-------- Reading passage
DataWorks SSH nodes connect to a fixed Elastic Compute Service (ECS) instance by default. If that instance fails or runs out of resources, SSH tasks stall or stop. By routing SSH traffic through Alibaba Cloud Network Load Balancer (NLB), you can distribute tasks across multiple ECS instances and eliminate the single point of failure (SPOF)—without changing any task logic.
This topic walks you through the full setup: creating ECS instances, configuring NLB, adding the NLB instance as an SSH data source, and verifying that tasks are distributed across instances.
How it works
When you configure an SSH data source with the NLB instance's domain name, every task request from a DataWorks SSH node is intercepted by the NLB listener. NLB selects a healthy ECS instance based on its load balancing policy and forwards the request to that instance. The ECS instance executes the task, and the result is transparently returned through NLB and displayed in the SSH node's run log.
----------------
» Problem description: Rewrite the SSH load balancing guide from "This topic walks" up to and including "distributed across instances.", putting "SSH connection" in place of "SSH data source". The rows below come from a different source.
-------- Data section
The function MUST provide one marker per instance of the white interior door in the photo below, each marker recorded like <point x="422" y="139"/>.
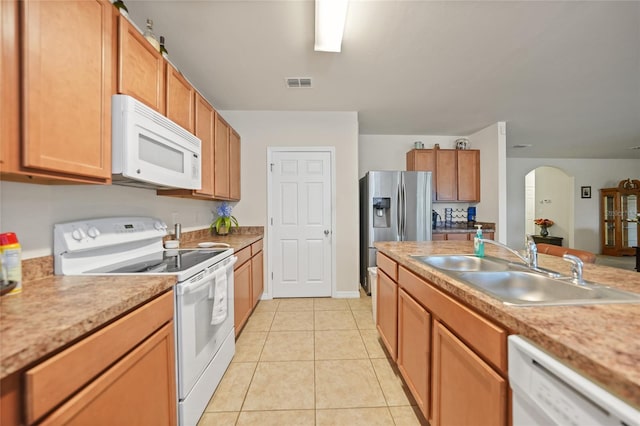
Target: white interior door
<point x="301" y="217"/>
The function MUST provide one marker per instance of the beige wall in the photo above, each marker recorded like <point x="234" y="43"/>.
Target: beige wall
<point x="263" y="129"/>
<point x="491" y="141"/>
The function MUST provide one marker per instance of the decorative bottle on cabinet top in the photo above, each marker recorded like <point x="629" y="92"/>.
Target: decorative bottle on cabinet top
<point x="150" y="36"/>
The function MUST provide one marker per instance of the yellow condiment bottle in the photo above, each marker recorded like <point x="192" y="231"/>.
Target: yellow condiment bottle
<point x="11" y="253"/>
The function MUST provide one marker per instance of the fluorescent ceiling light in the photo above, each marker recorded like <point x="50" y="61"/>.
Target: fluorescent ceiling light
<point x="330" y="18"/>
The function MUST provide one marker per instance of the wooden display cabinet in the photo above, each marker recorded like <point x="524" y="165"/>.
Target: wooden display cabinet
<point x="455" y="172"/>
<point x="620" y="218"/>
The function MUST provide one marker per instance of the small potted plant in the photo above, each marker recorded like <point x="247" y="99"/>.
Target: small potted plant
<point x="543" y="224"/>
<point x="225" y="220"/>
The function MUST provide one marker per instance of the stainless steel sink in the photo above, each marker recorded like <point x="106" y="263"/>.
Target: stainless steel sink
<point x="464" y="263"/>
<point x="530" y="289"/>
<point x="515" y="284"/>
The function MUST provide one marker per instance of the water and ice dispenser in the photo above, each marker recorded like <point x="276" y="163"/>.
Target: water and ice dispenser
<point x="381" y="212"/>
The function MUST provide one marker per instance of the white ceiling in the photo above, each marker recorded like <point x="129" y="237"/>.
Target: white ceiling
<point x="564" y="75"/>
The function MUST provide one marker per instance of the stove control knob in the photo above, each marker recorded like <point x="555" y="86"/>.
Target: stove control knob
<point x="78" y="234"/>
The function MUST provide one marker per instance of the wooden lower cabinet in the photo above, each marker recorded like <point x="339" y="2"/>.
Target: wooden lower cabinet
<point x="466" y="390"/>
<point x="248" y="282"/>
<point x="414" y="347"/>
<point x="123" y="373"/>
<point x="138" y="390"/>
<point x="387" y="310"/>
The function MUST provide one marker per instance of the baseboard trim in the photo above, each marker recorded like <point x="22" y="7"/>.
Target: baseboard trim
<point x="347" y="294"/>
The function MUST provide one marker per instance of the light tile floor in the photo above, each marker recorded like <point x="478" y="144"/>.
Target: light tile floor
<point x="311" y="362"/>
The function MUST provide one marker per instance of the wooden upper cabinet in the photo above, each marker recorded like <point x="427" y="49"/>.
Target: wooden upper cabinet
<point x="221" y="158"/>
<point x="204" y="130"/>
<point x="421" y="160"/>
<point x="234" y="165"/>
<point x="141" y="69"/>
<point x="456" y="172"/>
<point x="446" y="175"/>
<point x="468" y="175"/>
<point x="67" y="86"/>
<point x="387" y="313"/>
<point x="9" y="85"/>
<point x="180" y="102"/>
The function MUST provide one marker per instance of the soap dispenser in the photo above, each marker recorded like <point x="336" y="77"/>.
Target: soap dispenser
<point x="478" y="244"/>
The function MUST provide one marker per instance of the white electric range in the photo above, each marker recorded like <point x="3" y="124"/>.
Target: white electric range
<point x="204" y="326"/>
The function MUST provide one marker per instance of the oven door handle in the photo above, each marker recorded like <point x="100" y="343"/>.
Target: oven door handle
<point x="192" y="288"/>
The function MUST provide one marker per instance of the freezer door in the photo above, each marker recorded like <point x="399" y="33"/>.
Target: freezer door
<point x="415" y="189"/>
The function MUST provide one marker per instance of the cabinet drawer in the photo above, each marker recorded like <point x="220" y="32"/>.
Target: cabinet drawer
<point x="489" y="340"/>
<point x="55" y="379"/>
<point x="243" y="255"/>
<point x="390" y="267"/>
<point x="256" y="247"/>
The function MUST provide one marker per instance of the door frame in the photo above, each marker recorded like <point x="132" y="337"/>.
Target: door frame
<point x="332" y="158"/>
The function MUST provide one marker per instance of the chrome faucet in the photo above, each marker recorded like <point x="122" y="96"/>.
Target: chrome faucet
<point x="531" y="257"/>
<point x="576" y="268"/>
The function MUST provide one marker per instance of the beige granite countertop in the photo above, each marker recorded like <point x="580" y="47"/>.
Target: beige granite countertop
<point x="602" y="342"/>
<point x="53" y="311"/>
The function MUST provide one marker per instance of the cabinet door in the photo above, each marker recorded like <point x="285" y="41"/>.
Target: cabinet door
<point x="468" y="175"/>
<point x="141" y="72"/>
<point x="67" y="87"/>
<point x="242" y="302"/>
<point x="9" y="85"/>
<point x="221" y="158"/>
<point x="234" y="165"/>
<point x="387" y="309"/>
<point x="204" y="130"/>
<point x="180" y="99"/>
<point x="414" y="349"/>
<point x="458" y="236"/>
<point x="465" y="389"/>
<point x="257" y="277"/>
<point x="139" y="389"/>
<point x="421" y="160"/>
<point x="446" y="175"/>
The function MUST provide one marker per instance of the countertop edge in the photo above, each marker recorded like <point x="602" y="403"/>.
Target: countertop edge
<point x="590" y="366"/>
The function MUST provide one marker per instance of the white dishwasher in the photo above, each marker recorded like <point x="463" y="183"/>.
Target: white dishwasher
<point x="547" y="392"/>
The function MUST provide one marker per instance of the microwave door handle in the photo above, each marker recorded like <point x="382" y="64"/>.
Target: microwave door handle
<point x="192" y="288"/>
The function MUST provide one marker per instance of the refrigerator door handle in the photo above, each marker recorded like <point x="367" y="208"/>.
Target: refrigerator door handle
<point x="398" y="215"/>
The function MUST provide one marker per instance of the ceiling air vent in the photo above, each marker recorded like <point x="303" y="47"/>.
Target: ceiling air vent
<point x="298" y="82"/>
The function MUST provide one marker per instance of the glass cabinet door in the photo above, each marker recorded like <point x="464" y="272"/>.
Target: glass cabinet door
<point x="609" y="220"/>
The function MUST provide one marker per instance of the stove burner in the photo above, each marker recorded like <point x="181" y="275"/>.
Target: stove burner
<point x="166" y="261"/>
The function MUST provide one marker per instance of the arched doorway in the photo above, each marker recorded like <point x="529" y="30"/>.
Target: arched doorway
<point x="549" y="193"/>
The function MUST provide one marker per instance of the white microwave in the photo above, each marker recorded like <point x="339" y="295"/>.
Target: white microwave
<point x="151" y="151"/>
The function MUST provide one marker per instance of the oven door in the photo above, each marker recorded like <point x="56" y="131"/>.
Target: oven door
<point x="197" y="341"/>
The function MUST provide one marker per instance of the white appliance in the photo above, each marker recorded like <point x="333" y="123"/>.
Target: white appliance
<point x="394" y="206"/>
<point x="151" y="151"/>
<point x="204" y="328"/>
<point x="547" y="392"/>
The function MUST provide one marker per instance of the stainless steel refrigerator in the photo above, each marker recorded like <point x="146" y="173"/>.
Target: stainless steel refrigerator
<point x="394" y="206"/>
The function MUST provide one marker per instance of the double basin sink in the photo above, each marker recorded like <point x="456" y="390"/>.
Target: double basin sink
<point x="516" y="284"/>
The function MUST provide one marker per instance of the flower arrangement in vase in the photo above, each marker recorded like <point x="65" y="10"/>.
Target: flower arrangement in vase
<point x="543" y="224"/>
<point x="225" y="219"/>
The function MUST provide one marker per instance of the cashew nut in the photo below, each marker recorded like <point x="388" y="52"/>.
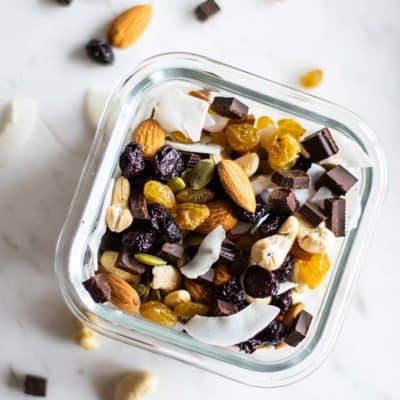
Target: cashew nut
<point x="84" y="336"/>
<point x="271" y="251"/>
<point x="135" y="386"/>
<point x="177" y="297"/>
<point x="314" y="240"/>
<point x="166" y="277"/>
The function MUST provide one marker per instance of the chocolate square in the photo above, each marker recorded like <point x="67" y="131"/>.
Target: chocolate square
<point x="98" y="288"/>
<point x="312" y="213"/>
<point x="283" y="200"/>
<point x="299" y="331"/>
<point x="320" y="145"/>
<point x="35" y="385"/>
<point x="229" y="107"/>
<point x="206" y="10"/>
<point x="291" y="179"/>
<point x="339" y="180"/>
<point x="335" y="209"/>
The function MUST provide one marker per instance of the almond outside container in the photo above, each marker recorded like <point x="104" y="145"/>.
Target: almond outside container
<point x="127" y="106"/>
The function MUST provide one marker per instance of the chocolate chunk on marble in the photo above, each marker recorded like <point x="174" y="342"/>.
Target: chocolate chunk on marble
<point x="312" y="213"/>
<point x="339" y="180"/>
<point x="229" y="107"/>
<point x="320" y="145"/>
<point x="171" y="252"/>
<point x="138" y="206"/>
<point x="35" y="385"/>
<point x="291" y="179"/>
<point x="206" y="10"/>
<point x="283" y="200"/>
<point x="299" y="330"/>
<point x="127" y="262"/>
<point x="335" y="209"/>
<point x="98" y="288"/>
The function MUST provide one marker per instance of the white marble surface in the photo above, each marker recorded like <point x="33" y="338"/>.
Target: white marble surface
<point x="355" y="42"/>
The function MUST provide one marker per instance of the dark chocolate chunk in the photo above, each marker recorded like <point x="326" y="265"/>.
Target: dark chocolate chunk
<point x="206" y="10"/>
<point x="312" y="213"/>
<point x="291" y="179"/>
<point x="190" y="159"/>
<point x="339" y="180"/>
<point x="35" y="385"/>
<point x="320" y="145"/>
<point x="299" y="330"/>
<point x="225" y="308"/>
<point x="127" y="262"/>
<point x="239" y="265"/>
<point x="228" y="252"/>
<point x="259" y="282"/>
<point x="335" y="209"/>
<point x="229" y="107"/>
<point x="111" y="241"/>
<point x="283" y="200"/>
<point x="98" y="288"/>
<point x="138" y="205"/>
<point x="171" y="252"/>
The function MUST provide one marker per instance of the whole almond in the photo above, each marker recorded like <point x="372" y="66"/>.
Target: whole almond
<point x="150" y="136"/>
<point x="129" y="26"/>
<point x="123" y="295"/>
<point x="220" y="214"/>
<point x="236" y="184"/>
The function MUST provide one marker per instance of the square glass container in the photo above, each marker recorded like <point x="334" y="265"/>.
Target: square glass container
<point x="124" y="110"/>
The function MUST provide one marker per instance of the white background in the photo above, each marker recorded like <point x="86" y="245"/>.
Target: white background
<point x="357" y="43"/>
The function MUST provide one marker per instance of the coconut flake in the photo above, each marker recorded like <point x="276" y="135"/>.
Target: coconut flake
<point x="232" y="329"/>
<point x="207" y="254"/>
<point x="20" y="118"/>
<point x="178" y="111"/>
<point x="285" y="286"/>
<point x="196" y="147"/>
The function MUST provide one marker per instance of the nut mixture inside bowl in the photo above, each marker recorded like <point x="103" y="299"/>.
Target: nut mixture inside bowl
<point x="221" y="221"/>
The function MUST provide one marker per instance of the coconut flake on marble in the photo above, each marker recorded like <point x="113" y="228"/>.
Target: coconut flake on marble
----------------
» Task result:
This topic walks you through the full setup: creating ECS instances, configuring NLB, adding the NLB instance as an SSH connection, and verifying that tasks are distributed across instances.